To be done: Can you repeat the entries from the start through the line containing "point(801, 80)", switching every "jersey" to "shirt" and leaving all else unchanged?

Supplied information:
+-------+
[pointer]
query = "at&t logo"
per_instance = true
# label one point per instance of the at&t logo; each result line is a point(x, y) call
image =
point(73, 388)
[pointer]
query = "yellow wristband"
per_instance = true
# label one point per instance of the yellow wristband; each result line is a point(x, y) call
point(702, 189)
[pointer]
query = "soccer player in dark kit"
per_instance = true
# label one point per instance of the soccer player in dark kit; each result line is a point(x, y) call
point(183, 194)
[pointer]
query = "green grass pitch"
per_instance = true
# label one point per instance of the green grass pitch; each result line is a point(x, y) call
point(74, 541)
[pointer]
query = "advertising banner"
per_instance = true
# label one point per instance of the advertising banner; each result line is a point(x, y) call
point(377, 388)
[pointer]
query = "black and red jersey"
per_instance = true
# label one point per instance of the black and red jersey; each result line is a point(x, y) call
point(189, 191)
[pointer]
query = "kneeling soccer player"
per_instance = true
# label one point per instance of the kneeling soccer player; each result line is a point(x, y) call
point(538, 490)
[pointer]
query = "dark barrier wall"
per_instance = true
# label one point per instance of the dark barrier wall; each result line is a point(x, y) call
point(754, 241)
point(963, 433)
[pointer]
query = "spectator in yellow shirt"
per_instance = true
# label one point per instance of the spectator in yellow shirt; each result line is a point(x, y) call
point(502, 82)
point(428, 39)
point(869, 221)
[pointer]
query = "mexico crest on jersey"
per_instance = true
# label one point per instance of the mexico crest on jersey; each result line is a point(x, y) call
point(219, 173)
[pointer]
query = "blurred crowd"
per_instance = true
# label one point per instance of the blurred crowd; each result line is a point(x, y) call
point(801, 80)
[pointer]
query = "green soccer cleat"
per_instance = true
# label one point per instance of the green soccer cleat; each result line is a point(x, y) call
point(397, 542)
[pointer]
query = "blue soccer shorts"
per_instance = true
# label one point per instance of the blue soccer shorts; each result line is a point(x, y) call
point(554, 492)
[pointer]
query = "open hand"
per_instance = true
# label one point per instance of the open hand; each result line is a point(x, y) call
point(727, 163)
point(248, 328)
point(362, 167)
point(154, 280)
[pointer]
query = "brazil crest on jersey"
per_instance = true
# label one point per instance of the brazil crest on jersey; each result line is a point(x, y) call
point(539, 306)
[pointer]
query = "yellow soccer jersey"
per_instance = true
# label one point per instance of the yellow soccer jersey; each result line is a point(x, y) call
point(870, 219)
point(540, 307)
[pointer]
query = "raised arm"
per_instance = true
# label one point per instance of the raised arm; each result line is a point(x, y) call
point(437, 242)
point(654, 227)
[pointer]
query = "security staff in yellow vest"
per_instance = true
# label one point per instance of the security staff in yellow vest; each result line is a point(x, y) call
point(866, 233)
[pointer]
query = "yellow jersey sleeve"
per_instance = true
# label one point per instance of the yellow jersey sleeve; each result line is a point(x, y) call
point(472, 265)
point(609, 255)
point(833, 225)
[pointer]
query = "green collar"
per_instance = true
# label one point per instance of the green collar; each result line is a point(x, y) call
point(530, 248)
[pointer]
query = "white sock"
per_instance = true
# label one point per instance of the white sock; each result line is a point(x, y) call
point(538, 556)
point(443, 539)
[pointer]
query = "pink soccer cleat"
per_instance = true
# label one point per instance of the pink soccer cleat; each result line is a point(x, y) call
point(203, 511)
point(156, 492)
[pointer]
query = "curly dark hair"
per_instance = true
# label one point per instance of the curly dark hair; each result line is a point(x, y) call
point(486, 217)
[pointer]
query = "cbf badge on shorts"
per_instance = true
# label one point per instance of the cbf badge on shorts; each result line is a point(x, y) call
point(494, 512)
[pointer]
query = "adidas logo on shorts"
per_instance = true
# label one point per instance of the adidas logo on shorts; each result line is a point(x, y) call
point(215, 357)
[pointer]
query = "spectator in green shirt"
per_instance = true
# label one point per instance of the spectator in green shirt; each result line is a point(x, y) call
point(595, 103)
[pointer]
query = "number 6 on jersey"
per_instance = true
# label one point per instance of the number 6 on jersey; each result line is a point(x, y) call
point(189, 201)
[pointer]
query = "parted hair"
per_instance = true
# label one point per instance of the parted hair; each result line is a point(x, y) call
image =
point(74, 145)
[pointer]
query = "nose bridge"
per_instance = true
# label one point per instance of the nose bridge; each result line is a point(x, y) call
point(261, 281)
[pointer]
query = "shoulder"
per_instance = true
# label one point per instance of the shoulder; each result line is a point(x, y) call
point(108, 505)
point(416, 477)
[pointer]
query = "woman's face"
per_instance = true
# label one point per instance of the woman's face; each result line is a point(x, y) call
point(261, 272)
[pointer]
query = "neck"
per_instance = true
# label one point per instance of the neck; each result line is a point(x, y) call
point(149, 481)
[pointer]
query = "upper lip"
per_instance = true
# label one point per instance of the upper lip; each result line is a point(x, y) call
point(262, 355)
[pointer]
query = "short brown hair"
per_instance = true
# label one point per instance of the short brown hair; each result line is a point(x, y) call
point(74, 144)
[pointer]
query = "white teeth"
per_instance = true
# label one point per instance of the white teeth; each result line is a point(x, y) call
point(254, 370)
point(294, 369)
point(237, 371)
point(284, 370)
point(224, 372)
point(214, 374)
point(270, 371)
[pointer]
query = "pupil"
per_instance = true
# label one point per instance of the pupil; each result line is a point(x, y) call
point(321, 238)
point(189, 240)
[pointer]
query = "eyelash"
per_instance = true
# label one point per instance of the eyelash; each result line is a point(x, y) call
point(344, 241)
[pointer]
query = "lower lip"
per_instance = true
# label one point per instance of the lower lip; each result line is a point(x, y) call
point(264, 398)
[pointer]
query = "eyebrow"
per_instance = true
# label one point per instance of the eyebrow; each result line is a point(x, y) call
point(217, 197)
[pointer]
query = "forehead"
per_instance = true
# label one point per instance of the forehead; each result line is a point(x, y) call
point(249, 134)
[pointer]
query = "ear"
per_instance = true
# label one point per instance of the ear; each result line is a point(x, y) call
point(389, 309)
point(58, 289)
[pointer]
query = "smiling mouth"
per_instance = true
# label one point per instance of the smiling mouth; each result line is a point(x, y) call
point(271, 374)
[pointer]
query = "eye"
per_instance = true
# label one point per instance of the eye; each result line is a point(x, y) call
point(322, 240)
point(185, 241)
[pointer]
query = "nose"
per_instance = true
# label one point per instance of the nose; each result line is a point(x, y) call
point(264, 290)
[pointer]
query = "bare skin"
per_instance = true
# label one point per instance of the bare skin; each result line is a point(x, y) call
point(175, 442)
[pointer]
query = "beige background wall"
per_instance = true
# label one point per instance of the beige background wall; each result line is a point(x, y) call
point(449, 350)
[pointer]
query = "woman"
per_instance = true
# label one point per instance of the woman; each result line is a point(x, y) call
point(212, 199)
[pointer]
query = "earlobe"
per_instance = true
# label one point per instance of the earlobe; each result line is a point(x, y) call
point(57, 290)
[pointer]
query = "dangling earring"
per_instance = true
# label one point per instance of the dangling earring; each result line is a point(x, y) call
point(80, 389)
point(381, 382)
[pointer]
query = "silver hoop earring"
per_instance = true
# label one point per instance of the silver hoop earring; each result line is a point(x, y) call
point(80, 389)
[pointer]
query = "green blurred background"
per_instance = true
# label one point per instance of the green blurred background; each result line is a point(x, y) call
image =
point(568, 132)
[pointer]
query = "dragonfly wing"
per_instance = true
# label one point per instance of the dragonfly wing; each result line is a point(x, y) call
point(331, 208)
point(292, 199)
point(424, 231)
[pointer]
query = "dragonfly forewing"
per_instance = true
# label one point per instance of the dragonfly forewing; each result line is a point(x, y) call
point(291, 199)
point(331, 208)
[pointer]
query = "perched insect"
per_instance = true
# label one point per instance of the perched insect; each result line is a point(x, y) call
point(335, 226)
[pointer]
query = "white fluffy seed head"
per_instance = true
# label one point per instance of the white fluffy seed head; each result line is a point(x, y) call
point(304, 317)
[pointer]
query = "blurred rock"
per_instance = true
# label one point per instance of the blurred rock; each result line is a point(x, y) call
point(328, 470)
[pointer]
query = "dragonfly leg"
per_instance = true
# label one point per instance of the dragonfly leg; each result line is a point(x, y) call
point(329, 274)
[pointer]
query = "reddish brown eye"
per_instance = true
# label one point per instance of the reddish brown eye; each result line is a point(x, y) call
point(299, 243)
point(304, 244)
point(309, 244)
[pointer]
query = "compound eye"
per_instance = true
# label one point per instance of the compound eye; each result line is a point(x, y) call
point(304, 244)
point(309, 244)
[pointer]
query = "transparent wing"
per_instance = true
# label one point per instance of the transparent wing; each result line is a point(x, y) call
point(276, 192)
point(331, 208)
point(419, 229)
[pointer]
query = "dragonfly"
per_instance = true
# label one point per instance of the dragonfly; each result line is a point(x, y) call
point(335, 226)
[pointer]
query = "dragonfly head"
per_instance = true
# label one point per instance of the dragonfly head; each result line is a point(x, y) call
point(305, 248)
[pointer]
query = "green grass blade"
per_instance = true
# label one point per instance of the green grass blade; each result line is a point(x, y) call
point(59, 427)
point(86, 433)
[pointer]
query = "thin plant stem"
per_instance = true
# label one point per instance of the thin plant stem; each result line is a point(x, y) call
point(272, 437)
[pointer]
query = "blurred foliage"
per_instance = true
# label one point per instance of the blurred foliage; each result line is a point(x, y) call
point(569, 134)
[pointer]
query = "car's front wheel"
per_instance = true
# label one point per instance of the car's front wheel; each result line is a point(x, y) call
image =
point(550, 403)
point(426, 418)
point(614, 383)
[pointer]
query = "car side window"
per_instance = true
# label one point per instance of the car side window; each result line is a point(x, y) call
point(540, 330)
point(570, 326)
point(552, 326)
+-------+
Result for this exercise:
[pointer]
query = "at&t logo"
per_instance = true
# label one point per instance of the at&t logo; each result line is a point(x, y) call
image =
point(73, 388)
[pointer]
query = "yellow wristband"
per_instance = true
# label one point per instance of the yellow wristband; each result line is a point(x, y) call
point(702, 189)
[pointer]
query = "soccer player in dark kit"
per_instance = true
# label one point per instance of the soccer player in dark kit; each result line is a point(x, y) call
point(183, 194)
[pointer]
query = "green grass pitch"
per_instance = true
# label one point per instance of the green grass pitch; each result line is a point(x, y) call
point(74, 541)
[pointer]
query = "advertising banner"
per_instance = true
# label one point per instance of the advertising banner; each result line is a point(x, y) call
point(377, 388)
[pointer]
query = "black and red shirt"
per_instance = true
# label one point per instance of the black and red shirt; each result line is a point(x, y) call
point(189, 191)
[pointer]
query = "kneeling soccer player"
per_instance = true
# label one point per instance of the kneeling soccer player; each result line is a point(x, y) call
point(538, 490)
[pointer]
query = "dark barrier wall"
per_instance = true
# label one point per instance of the dark barrier wall; each result line is a point(x, y) call
point(754, 241)
point(963, 433)
[pointer]
query = "spectator in yellow shirt"
per_instance = true
# label one point per instance of the spectator in yellow shirt; each result line is a point(x, y) call
point(502, 82)
point(428, 39)
point(869, 221)
[pointer]
query = "mexico crest on shirt"
per_instance = true
# label one point per instance of the mexico crest on shirt; each result line is a point(x, y) call
point(219, 173)
[pointer]
query = "blurred crowd"
per_instance = true
# label one point per instance of the blurred crowd; each result line is a point(x, y) call
point(801, 80)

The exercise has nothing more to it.